* WORK INSTRUCTION
According to the passage on deficiency judgments below, how are court costs claimable?

* EXTRACT PROVIDED
=-=-=

Even in a default situation on a deficiency judgment action, default judgment cannot be entered by a clerk, but must instead be made by the court, as it requires a determination that the sale was conducted in a “commercially reasonable manner.” Liberty Loan Corp. of North Park v. Petersen (1972) 24 Cal.App.3d 915, 919.
Granting a motion for judgment on the pleadings is the functional equivalent of a default. While the allegations of the complaint are found not to be contested by the defendant in both default and judgment on the pleadings situations, the court still has a duty to evaluate the post-repossession sale, and the terms of judgment will thus depend upon whether the court finds the sale to have been conducted in a commercially reasonable manner.
The court cannot conduct this evaluation without detailed information about the sale after repossession.
Finally, this motion sought an amount of judgment inclusive of attorneys fees, costs, and prejudgment interest.
Attorneys fees, if any are authorized by contract or statute, are claimable only by postjudgment motion. CRC 3.1702.
Court costs are claimable only by post-judgment filing and service of a memorandum of costs. CRC 3.1700.

=-=-=

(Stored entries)
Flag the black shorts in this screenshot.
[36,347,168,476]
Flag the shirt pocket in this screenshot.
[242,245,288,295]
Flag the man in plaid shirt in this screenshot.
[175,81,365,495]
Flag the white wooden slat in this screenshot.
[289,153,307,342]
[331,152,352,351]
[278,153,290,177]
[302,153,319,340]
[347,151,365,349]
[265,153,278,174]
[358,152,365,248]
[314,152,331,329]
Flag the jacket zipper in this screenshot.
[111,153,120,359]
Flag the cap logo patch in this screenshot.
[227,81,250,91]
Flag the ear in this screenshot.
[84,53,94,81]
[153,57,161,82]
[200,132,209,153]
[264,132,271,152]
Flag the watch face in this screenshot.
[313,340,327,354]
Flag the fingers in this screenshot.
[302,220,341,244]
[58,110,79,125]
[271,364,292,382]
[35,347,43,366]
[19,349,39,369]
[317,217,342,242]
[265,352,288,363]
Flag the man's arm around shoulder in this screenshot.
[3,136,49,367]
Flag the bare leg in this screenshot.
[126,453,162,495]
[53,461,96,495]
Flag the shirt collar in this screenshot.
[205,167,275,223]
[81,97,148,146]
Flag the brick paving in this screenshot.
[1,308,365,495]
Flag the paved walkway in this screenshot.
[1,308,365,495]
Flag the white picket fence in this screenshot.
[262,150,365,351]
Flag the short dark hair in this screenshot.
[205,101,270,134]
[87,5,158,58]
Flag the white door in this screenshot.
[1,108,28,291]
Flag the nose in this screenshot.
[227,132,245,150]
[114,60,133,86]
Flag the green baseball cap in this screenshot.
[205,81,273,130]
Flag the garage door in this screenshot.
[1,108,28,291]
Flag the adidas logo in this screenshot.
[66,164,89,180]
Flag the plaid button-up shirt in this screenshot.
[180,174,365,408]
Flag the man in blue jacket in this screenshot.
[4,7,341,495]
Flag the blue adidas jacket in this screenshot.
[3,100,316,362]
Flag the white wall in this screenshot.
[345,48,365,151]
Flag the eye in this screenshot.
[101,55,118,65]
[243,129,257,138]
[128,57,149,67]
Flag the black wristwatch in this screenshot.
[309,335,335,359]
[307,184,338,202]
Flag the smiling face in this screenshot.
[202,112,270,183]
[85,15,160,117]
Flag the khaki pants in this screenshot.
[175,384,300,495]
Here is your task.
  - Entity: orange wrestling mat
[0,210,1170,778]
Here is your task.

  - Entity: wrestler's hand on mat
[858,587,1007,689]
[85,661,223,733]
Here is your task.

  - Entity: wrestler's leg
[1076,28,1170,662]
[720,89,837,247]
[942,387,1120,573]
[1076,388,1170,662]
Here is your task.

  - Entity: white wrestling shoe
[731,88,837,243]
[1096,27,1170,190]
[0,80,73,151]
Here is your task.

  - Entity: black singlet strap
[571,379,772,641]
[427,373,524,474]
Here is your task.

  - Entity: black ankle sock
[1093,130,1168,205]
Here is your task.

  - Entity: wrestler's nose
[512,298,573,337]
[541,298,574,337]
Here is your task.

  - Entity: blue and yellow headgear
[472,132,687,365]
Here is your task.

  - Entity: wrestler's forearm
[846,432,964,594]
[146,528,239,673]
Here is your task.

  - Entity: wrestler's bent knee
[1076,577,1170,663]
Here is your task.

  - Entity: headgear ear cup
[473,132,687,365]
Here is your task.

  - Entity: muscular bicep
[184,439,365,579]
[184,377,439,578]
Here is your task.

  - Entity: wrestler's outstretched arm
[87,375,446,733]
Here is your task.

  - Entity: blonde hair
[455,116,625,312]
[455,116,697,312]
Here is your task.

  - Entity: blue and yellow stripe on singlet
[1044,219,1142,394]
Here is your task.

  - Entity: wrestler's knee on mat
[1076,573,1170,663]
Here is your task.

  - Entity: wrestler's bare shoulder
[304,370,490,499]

=-=-=

* ANSWER FOR THE TASK
Court costs are claimable only by post-judgment filing and service of a memorandum of costs.